Texto de lectura.
--------------------------------

ODA AL FRACASO

El éxito del fracaso consiste en atenuar la fe del optimismo. No se fracasa en realidad, puesto que la vida es, en sí misma, un frenético fracaso. La fama logra colmarla de cierta satisfacción que termina volviéndose cruel e indeseable. No hay triunfo que dure demasiado, pues rápidamente decrece su alegría.

Frases casi que soñadas con las que me despierto hoy confirmando una vez más mi suma de reveses y mi tendencia brutal al pesimismo. Lo curioso es que ser consciente de ello es lo que me permite continuar delirando en el fragor del arte sin importar el destino que este me tenga reservado.

Pero está también esa otra verdad de pequeñas victorias innegables, como cuando, al final de la tarde, consigo un buen resultado en la jornada trotadora de hoy y, empapado en sudor, regreso a casa, donde el agua que bebo para reponerme (a falta de una Samuel Adams de barril de las que toma Haruki) parece estar dotada de una salvación indestructible.

Gotas de felicidad jamás me faltan. Ir a una librería, por ejemplo, a ver qué de nuevo hay en el mercado editorial o si por fin encuentro el par de libros agotados que llevo siglos buscando, aunque termine comprando uno o dos que quizá empiece a leer un día de estos.

O qué tal la felicidad de estas horas mientras espero los cuatro libros de Ribeyro que vienen viajando desde el Perú para posarse encima de mi escritorio. El primer contacto, piel con piel, será maravilloso.

Podría hacer mucho más por mí si lo quisiera y si no fuera porque creo firmemente que cualquier reconocimiento es secundario. No debe convertirse uno en publicista de sí mismo. “Construye un nombre como sea, que lo demás viene por añadidura”. Ese parece ser el lema de estos tiempos posmodernos tan dependientes de la frivolidad de un like. No lo obedezco. Soy incapaz de promover el mío. Procuro esconderlo detrás de tres letras iniciales (sospecho que pronto las cambiaré por las finales para ocultarme mucho más) o lo cubro con la oscuridad de un viejo seudónimo literario.

Y está asimismo el goce de una felicidad liviana cuando llega la noche y con K salimos en la nave a dar la misma vuelta por las calles de siempre. O el de hace tan solo dos días al tropezarme circunstancialmente en un centro comercial con el hermano de un viejo amigo, preguntarle por él y de inmediato, después de como veinticinco años de no vernos y de veinte o más de haber hablado por última vez, tener la voz del amigo saliendo por el celular de su hermano, con la misma picardía de sus mejores tiempos. Recuerdo que trabajábamos ambos en tierra antioqueña, él en Cáceres y yo en Rionegro, él como docente y yo en lo mismo que todavía me tiene en vilo y atrapado. Nos habían unido años atrás la universidad pública, el desempleo, el movimiento estudiantil, la política, el guaro y la utopía. Escribíamos poemas ebrios, él empezaba, yo seguía, o al revés. Supe que estaba en Cáceres, en un colegio público, y un día lo llamé desde el teléfono fijo de la oficina. Después de actualizarnos un rato, le pregunté: ¿Sabes desde dónde te llamo? Desde La Modelo, me respondió. Bueno, el exilio es como una cárcel, pero con menos gente.

--------------------------------

Material recopilado.
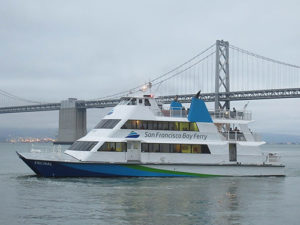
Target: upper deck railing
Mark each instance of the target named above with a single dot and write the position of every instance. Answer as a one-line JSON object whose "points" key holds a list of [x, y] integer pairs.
{"points": [[220, 114]]}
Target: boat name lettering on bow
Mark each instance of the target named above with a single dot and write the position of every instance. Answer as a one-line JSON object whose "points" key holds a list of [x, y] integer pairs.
{"points": [[177, 136]]}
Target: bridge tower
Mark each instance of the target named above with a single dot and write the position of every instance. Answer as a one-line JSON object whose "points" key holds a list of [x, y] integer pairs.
{"points": [[72, 121], [222, 74]]}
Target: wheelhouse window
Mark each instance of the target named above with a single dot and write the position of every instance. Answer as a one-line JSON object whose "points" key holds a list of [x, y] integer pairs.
{"points": [[175, 148], [83, 145], [160, 125], [107, 124], [113, 147]]}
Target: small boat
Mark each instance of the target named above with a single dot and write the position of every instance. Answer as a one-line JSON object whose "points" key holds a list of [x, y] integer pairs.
{"points": [[141, 138]]}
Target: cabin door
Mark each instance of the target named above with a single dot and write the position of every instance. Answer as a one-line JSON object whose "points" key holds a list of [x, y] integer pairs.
{"points": [[232, 152], [133, 151]]}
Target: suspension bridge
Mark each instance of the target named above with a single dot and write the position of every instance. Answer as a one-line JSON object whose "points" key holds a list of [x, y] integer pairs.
{"points": [[223, 73]]}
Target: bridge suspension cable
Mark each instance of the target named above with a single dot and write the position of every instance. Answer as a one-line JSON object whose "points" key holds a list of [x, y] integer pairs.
{"points": [[10, 99]]}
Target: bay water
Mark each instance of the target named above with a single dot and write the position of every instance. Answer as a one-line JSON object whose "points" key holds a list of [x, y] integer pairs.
{"points": [[28, 199]]}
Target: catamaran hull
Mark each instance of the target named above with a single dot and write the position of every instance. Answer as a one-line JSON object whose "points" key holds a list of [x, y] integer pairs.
{"points": [[87, 169]]}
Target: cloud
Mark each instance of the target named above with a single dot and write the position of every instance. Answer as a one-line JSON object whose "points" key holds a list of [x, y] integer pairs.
{"points": [[52, 50]]}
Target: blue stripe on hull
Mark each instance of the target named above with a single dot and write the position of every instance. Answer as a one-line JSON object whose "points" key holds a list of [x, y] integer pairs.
{"points": [[63, 169]]}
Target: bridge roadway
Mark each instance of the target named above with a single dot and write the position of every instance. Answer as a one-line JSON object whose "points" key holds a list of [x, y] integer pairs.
{"points": [[208, 97]]}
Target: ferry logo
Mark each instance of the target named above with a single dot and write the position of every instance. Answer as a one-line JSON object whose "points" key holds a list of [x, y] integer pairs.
{"points": [[132, 134]]}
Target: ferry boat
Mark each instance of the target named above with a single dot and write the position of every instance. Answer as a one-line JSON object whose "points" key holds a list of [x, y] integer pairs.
{"points": [[141, 138]]}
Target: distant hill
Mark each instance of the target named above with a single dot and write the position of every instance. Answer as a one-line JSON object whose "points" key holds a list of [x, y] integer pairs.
{"points": [[6, 133], [280, 138]]}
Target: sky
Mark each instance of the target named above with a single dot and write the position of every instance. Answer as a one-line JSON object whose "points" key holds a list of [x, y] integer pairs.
{"points": [[53, 50]]}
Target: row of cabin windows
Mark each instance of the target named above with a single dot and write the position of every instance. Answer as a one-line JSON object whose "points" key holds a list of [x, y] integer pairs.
{"points": [[160, 125], [155, 147], [175, 148], [83, 145]]}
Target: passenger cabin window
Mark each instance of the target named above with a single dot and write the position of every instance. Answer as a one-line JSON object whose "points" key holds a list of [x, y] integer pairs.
{"points": [[160, 125], [83, 145], [113, 147], [107, 124], [175, 148]]}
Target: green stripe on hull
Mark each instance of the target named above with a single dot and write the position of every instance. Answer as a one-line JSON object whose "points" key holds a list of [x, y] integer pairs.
{"points": [[149, 169]]}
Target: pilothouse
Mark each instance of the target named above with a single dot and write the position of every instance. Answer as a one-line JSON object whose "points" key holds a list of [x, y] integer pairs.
{"points": [[139, 137]]}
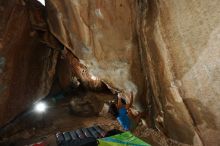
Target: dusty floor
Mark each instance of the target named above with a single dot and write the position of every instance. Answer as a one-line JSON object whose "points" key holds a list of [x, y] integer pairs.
{"points": [[61, 120]]}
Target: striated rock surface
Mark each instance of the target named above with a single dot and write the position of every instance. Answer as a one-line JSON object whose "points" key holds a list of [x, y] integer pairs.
{"points": [[180, 52], [166, 52], [27, 65]]}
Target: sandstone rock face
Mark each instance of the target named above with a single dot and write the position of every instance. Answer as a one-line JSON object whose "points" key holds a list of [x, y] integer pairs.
{"points": [[181, 45], [27, 66], [166, 52]]}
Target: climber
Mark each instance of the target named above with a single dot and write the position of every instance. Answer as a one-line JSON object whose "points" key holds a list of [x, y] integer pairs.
{"points": [[122, 112]]}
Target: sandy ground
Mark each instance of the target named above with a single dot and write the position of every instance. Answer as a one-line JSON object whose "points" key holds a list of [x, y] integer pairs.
{"points": [[62, 120]]}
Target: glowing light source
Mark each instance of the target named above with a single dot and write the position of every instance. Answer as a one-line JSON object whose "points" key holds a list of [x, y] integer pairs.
{"points": [[40, 107], [42, 2], [93, 77]]}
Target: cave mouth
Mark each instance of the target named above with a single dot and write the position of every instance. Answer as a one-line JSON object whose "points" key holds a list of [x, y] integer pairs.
{"points": [[62, 64]]}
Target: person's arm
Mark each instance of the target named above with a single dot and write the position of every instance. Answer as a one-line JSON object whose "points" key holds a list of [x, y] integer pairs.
{"points": [[131, 101], [119, 104]]}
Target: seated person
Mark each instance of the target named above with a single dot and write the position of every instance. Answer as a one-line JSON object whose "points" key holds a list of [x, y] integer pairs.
{"points": [[122, 112]]}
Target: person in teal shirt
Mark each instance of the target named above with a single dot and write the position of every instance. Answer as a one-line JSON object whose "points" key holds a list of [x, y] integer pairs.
{"points": [[122, 112]]}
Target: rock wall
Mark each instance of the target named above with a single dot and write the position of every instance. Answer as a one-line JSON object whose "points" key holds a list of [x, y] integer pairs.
{"points": [[27, 65], [101, 34], [180, 51], [166, 52]]}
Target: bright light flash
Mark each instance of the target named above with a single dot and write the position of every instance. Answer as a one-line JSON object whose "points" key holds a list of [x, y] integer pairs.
{"points": [[40, 107], [93, 77], [42, 2]]}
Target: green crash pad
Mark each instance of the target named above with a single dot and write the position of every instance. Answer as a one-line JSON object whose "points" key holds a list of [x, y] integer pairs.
{"points": [[123, 139]]}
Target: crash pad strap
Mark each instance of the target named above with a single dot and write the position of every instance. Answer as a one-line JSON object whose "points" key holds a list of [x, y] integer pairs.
{"points": [[123, 139]]}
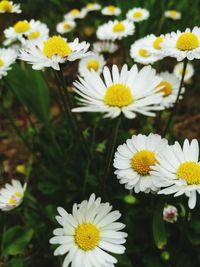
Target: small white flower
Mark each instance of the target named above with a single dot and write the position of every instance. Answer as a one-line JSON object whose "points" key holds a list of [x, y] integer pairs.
{"points": [[7, 58], [178, 171], [134, 160], [111, 11], [75, 14], [172, 14], [9, 7], [115, 30], [183, 45], [94, 62], [89, 234], [11, 196], [137, 14], [169, 87], [170, 214], [52, 52], [126, 91], [65, 26], [178, 71], [105, 47]]}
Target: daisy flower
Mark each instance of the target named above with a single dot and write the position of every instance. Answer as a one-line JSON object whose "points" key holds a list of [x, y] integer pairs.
{"points": [[142, 54], [52, 52], [111, 11], [92, 7], [183, 45], [178, 171], [134, 160], [105, 47], [137, 14], [169, 87], [126, 91], [65, 26], [11, 196], [94, 62], [115, 30], [172, 14], [89, 234], [189, 72], [75, 14], [9, 7], [7, 58]]}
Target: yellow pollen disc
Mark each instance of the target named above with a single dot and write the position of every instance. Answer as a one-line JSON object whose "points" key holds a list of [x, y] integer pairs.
{"points": [[142, 161], [21, 26], [1, 62], [157, 43], [111, 9], [33, 35], [167, 88], [119, 27], [118, 95], [137, 14], [87, 236], [56, 45], [144, 53], [190, 172], [74, 12], [187, 41], [5, 6], [93, 64]]}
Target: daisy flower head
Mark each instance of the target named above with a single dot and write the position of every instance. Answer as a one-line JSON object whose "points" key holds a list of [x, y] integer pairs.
{"points": [[134, 160], [7, 58], [53, 52], [178, 171], [115, 30], [126, 91], [11, 195], [9, 7], [75, 13], [169, 87], [65, 26], [89, 234], [172, 14], [94, 62], [111, 10], [183, 45], [189, 72], [142, 54], [105, 47], [137, 14]]}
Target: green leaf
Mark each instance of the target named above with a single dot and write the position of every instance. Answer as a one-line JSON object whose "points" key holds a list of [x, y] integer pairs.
{"points": [[159, 231], [16, 240]]}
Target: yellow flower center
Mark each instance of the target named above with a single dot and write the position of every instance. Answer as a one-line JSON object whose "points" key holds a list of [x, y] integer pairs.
{"points": [[143, 160], [87, 236], [14, 199], [74, 12], [190, 172], [93, 64], [187, 41], [119, 27], [137, 14], [56, 45], [111, 9], [5, 6], [118, 95], [1, 62], [157, 43], [144, 53], [33, 35], [21, 26], [167, 88]]}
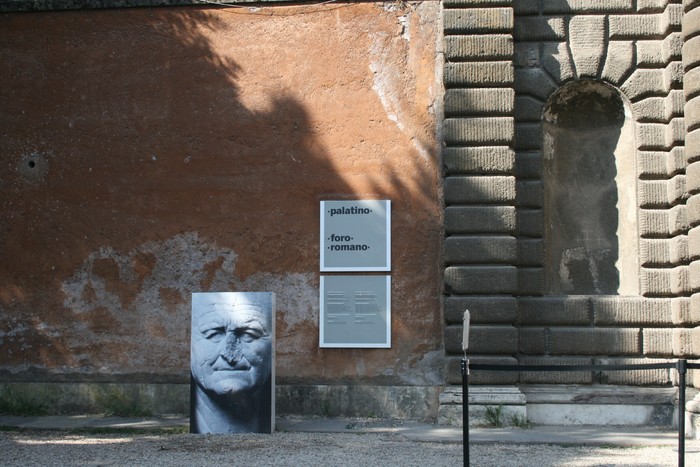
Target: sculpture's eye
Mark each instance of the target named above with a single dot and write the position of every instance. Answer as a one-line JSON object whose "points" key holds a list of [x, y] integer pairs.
{"points": [[250, 333], [213, 332]]}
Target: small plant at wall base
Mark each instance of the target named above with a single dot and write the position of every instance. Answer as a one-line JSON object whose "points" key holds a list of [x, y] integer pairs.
{"points": [[494, 416], [519, 421], [14, 402], [118, 404]]}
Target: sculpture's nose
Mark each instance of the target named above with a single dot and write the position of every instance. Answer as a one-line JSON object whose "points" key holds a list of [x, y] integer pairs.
{"points": [[232, 352]]}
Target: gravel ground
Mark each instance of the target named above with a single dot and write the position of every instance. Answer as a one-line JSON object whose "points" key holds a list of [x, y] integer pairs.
{"points": [[49, 448]]}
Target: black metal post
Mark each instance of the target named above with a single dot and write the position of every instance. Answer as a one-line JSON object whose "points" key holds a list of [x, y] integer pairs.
{"points": [[465, 410], [682, 367]]}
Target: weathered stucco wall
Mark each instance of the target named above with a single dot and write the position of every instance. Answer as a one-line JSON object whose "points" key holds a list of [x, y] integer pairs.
{"points": [[150, 153]]}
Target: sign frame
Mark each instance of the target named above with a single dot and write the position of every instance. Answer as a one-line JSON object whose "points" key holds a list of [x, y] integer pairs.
{"points": [[355, 231], [384, 342]]}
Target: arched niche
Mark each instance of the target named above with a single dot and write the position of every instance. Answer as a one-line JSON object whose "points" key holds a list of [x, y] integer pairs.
{"points": [[590, 207]]}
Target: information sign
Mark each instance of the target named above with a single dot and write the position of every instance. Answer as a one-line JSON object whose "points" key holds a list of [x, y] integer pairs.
{"points": [[355, 235], [355, 311]]}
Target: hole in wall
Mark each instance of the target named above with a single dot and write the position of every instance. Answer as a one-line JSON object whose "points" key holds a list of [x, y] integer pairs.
{"points": [[589, 192]]}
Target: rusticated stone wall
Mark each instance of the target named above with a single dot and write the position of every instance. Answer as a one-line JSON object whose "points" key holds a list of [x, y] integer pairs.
{"points": [[506, 62]]}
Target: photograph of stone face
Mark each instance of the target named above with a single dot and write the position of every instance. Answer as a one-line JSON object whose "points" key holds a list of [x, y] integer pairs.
{"points": [[232, 362]]}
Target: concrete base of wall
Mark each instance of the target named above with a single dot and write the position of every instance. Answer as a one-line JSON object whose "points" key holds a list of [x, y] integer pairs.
{"points": [[489, 406], [562, 405], [129, 399], [692, 418]]}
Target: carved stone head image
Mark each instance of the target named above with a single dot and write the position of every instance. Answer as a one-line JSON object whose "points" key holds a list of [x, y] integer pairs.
{"points": [[232, 362]]}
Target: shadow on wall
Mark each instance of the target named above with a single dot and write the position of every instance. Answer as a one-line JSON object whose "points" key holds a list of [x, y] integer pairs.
{"points": [[136, 171]]}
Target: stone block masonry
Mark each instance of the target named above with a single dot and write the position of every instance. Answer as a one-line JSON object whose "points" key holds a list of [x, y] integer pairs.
{"points": [[500, 75]]}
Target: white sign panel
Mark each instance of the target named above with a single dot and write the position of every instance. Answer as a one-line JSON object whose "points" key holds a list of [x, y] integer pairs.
{"points": [[355, 235]]}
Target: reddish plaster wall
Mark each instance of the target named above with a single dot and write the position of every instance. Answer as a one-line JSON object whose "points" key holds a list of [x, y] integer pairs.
{"points": [[150, 153]]}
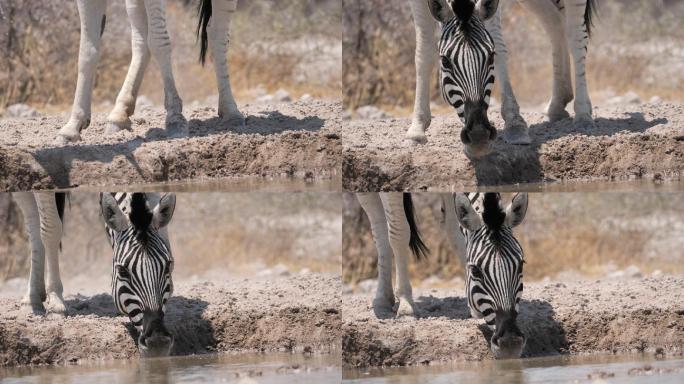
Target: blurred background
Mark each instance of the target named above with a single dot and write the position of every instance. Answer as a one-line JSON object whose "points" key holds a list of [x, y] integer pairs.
{"points": [[289, 45], [214, 236], [635, 55], [565, 236]]}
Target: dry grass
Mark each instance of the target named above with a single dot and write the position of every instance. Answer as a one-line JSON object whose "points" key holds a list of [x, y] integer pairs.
{"points": [[589, 234]]}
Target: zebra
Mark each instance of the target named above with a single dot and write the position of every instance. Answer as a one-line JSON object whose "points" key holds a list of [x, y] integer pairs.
{"points": [[568, 24], [149, 37], [480, 229], [136, 226]]}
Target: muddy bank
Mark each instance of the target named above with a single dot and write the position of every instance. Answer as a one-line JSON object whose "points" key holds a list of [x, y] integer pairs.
{"points": [[630, 142], [298, 140], [612, 316], [299, 314]]}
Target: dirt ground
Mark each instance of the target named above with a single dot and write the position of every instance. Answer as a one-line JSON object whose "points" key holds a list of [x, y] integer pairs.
{"points": [[581, 317], [298, 140], [295, 314], [631, 142]]}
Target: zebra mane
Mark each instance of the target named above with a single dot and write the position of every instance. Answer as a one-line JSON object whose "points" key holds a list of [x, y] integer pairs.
{"points": [[140, 215], [493, 215]]}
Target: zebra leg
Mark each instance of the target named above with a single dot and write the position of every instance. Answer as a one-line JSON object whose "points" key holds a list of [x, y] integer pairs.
{"points": [[399, 235], [160, 45], [119, 118], [33, 301], [92, 15], [51, 235], [383, 303], [425, 56], [553, 21], [578, 40], [515, 127], [218, 32]]}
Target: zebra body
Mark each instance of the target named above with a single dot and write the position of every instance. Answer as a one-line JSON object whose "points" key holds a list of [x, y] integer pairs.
{"points": [[141, 265], [566, 22], [480, 230], [149, 38]]}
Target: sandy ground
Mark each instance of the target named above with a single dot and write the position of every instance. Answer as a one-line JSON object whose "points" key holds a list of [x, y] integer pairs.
{"points": [[581, 317], [631, 142], [286, 140], [294, 314]]}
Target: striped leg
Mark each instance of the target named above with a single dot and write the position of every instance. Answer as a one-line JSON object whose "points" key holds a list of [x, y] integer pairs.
{"points": [[515, 130], [91, 13], [119, 118], [399, 235], [33, 301], [383, 303], [578, 40], [426, 55], [160, 46], [219, 37]]}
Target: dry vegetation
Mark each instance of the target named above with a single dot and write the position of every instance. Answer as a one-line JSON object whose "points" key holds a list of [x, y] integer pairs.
{"points": [[635, 47], [234, 234], [274, 44], [587, 233]]}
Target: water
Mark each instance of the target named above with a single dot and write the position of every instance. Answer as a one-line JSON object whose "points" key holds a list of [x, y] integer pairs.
{"points": [[256, 184], [634, 369], [242, 369]]}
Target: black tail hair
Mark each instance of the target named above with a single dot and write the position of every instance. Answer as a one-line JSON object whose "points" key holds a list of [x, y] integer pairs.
{"points": [[589, 14], [204, 13], [419, 249]]}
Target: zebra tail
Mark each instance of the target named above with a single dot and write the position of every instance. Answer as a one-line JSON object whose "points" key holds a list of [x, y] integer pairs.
{"points": [[589, 15], [418, 247], [204, 13]]}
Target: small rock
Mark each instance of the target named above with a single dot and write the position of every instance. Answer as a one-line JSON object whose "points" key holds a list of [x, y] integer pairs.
{"points": [[369, 112], [21, 111], [282, 96]]}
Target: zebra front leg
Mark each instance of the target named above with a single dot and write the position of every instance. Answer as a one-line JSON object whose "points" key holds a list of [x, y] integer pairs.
{"points": [[383, 303], [92, 15], [51, 235], [425, 57], [578, 40], [515, 127], [219, 39], [119, 118], [160, 46], [33, 301], [553, 22], [399, 235]]}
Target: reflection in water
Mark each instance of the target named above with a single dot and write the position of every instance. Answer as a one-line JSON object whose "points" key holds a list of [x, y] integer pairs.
{"points": [[635, 369], [244, 368]]}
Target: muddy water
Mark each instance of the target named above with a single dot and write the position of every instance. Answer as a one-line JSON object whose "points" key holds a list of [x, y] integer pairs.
{"points": [[240, 184], [243, 369], [635, 369]]}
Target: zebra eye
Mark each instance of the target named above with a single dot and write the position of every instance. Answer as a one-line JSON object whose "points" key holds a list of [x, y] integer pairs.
{"points": [[476, 272], [122, 272]]}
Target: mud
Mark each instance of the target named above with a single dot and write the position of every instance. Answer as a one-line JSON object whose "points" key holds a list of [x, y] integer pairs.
{"points": [[298, 140], [630, 142], [582, 317], [297, 314]]}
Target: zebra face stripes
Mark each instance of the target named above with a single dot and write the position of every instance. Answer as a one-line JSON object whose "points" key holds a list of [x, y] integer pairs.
{"points": [[494, 268], [142, 264], [466, 53]]}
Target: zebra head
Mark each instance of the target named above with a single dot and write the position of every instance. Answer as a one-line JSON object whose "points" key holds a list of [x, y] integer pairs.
{"points": [[142, 265], [494, 266], [466, 52]]}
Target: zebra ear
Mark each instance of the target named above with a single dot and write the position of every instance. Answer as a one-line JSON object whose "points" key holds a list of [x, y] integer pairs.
{"points": [[486, 8], [163, 212], [111, 213], [465, 213], [515, 212], [440, 10]]}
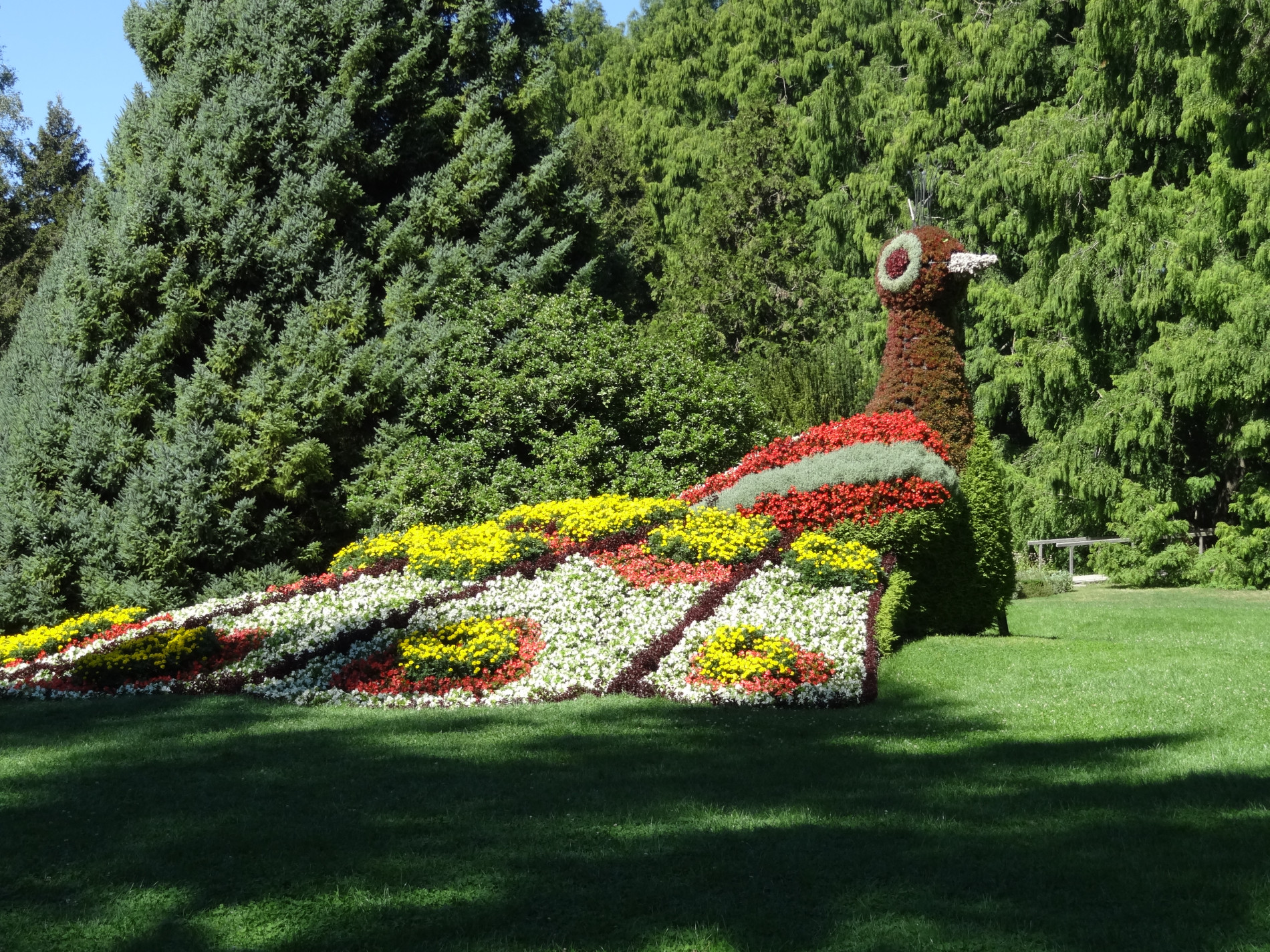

--------------------------------

Consignas.
a) Según la oda al fracaso, ¿desde qué país viajan los libros de Ribeyro que espera quien escribe?
b) Cita de la oda al fracaso el pasaje que arranca en las palabras "El éxito del" y concluye tras "decrece su alegría.".
Este material procede de otra fuente.

Respuestas.
a) Desde el Perú.

b)
El éxito del fracaso consiste en atenuar la fe del optimismo. No se fracasa en realidad, puesto que la vida es, en sí misma, un frenético fracaso. La fama logra colmarla de cierta satisfacción que termina volviéndose cruel e indeseable. No hay triunfo que dure demasiado, pues rápidamente decrece su alegría.